╭─ Page extract
Windows 7 Hyper-V for XP

borate

Senior Member
Hyper-V has been enabled in Windows Features but when the management console appears it offers no list of choices in the righthand menu - just "connect." The lefthand menu is similarly bare.

Perhaps someone has a clue on what's missing, and a step-by-step tutorial on how to recreate the XP-mode experience of Win 7 via Hyper-V in W8.

Intel 2600K
64-bit
8G ram
W8 Pro

Thanks
 
In the navigation pane (far left column) in Hyper-V Manager, select your host then right click it and choose ->New->Virtual Machine and go through the wizards and create your VM (hard disk, memory, number of CPUs, etc., and then install your XP operating system.

There is not really a true XP Mode type environment available in Windows 8, so you will need media as well as a proper C.O.A. (product key) as they are no longer provided for free.
 
I have scanned several articles on enabling XP in a Hyper-V virtual environment and the process appears too complex for me.

It's a moot point however if the virtual machine cannot access (integrate with) the system's hard drives - for backup.
Can you confirm whether XP-mode style integration is available via Hyper-V? Thanks
 
I can confirm your original observation. Hyper-V is not a walk in the park and there is not much that happens automagically.
But I can confirm that if you take some time setting up your VM, installing XP, installing integration services (very important) and it is very nice if you have a second network adapter that you can dedicate to the guest VM when you set up the new virtual switch, then it does work pretty reliably.
╰─
__List of tasks__:
a - Answer these from the Hyper-V thread:
(i) How much RAM is listed for the asker's computer?
(ii) Where is the navigation pane in Hyper-V Manager?
(iii) Which setup step does the last reply call very important?
b - Return the passage of the Hyper-V thread from "I have scanned" to "that happens automagically.", word for word.
Use only the Hyper-V thread to respond.
╭─ Extracted records
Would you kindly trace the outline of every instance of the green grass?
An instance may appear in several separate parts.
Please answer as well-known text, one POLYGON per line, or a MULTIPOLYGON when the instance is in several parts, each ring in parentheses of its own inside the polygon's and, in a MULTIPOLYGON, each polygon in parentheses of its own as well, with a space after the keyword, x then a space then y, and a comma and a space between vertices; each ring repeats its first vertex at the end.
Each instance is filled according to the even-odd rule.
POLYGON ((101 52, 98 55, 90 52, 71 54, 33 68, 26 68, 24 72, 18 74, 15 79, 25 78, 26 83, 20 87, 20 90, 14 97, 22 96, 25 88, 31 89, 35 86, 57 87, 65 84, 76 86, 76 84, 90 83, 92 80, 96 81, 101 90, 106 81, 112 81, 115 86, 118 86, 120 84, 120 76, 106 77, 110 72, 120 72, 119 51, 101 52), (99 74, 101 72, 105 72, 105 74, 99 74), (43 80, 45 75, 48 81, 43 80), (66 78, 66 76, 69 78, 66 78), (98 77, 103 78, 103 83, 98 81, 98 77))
╰─
__Per-task answers__:
a -
(i) 8G
(ii) The far left column
(iii) Installing integration services

b -
I have scanned several articles on enabling XP in a Hyper-V virtual environment and the process appears too complex for me.

It's a moot point however if the virtual machine cannot access (integrate with) the system's hard drives - for backup.
Can you confirm whether XP-mode style integration is available via Hyper-V? Thanks
 
I can confirm your original observation. Hyper-V is not a walk in the park and there is not much that happens automagically.